5年前鍼灸専門学校生だった頃にも教員養成科進学に対して説明会がありました。当時は本当に選ばれた人が行く感じで、進学など畏れ多いという気持ち。私より成績が良い同級生が落とされているのを目の当たりにして敷居の高さを痛感しました。先に教員養成科へ進学した柔道整復師科の同級生たちからも凄い人材がクラスに揃っていると聞いていました。1期上は確かに凄いメンバーでした。
そして期待して入学して30期の同級生を見たときに、そのほとんどが春に国家試験を受けた新卒ばかりということを知りました。鍼灸と柔道整復免許を同時に所得し1年間母校の職員として働いていた人がいて、その人だけが2年目。他の人は全員鍼灸師1年目だったのです。
ちょっと思っていたのと違ってがっかりしました。大ベテランの方がいて学べると期待していたので。蓋を開けてみれば鍼灸師歴が一番長いのは私だったという。
クラスには人生の先輩、興味深い経歴を持つ、柔道整復師から鍼灸に進んだため臨床現場で活躍してきた人など、多様性に富んだ同級生に恵まれました。また高卒→鍼灸専門学校→教員養成科というフルタイムで仕事をしたことがない一番若い世代も何名かいました。
その中のひとりが樽井先生でした。
21歳の新卒組はひと月前まで鍼灸専門学校生で3年前なら高校生。社会経験もほとんどないだろうし、鍼灸師としての臨床もこれから。そもそも私が鍼灸師になったときはまだ専門学校にも通っていなかったわけで。
正直なところ、内心侮っていました、彼ら彼女らのことを。得るものはあるのかな、とちょっと思っていたのです。
教員養成科の学生生活が始まると自分の考えが甘いものだと思い知りました。
まず私は鍼灸にきちんと取り組んでこなかったし東洋医学をきちんと学んでこなかった自覚があります。だからこそもう一度教員養成科で学ぼうと決めたわけですし。
5年前の国家試験から臨床経験は積んでも学術的な上乗せがほとんどなかった私には同級生の知識についていけない。まず私が学んだ頃と経穴(ツボ)の位置が一部変わっていて新しい経穴の教科書を読むことからしないといけません。国家試験の内容もずっと難しくなっていて東洋医学系の座学についていくのがやっと。
☆ ☆ ☆ ☆
課題の内容: 教員養成科に進学した頃を振り返る本文の「ちょっと思っていたのと違って」から「番若い世代も何名かいました。」までを、一字も変えずに書き写してください。 この先の資料は解答に使いません。

参照表現による位置指示データ
☆ ☆ ☆ ☆
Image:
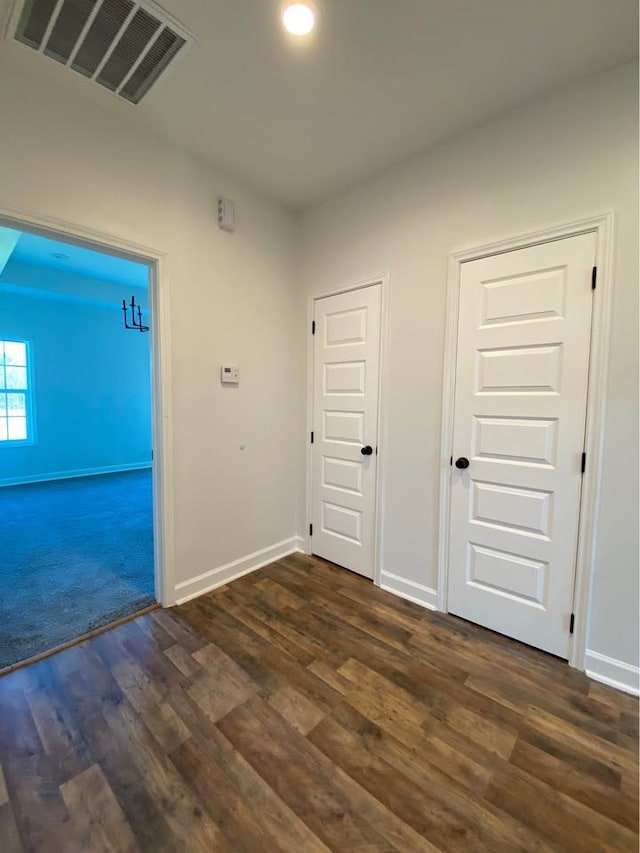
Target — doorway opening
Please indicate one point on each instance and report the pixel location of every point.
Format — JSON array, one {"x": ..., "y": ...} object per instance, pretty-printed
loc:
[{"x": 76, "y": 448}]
☆ ☆ ☆ ☆
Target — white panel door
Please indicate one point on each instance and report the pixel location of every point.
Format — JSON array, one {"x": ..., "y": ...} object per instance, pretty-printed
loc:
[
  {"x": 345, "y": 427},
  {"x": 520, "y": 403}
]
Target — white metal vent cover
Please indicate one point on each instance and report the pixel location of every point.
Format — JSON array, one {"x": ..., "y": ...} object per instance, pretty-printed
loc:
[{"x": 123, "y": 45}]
☆ ☆ ☆ ☆
課題の解答:
ちょっと思っていたのと違ってがっかりしました。大ベテランの方がいて学べると期待していたので。蓋を開けてみれば鍼灸師歴が一番長いのは私だったという。
クラスには人生の先輩、興味深い経歴を持つ、柔道整復師から鍼灸に進んだため臨床現場で活躍してきた人など、多様性に富んだ同級生に恵まれました。また高卒→鍼灸専門学校→教員養成科というフルタイムで仕事をしたことがない一番若い世代も何名かいました。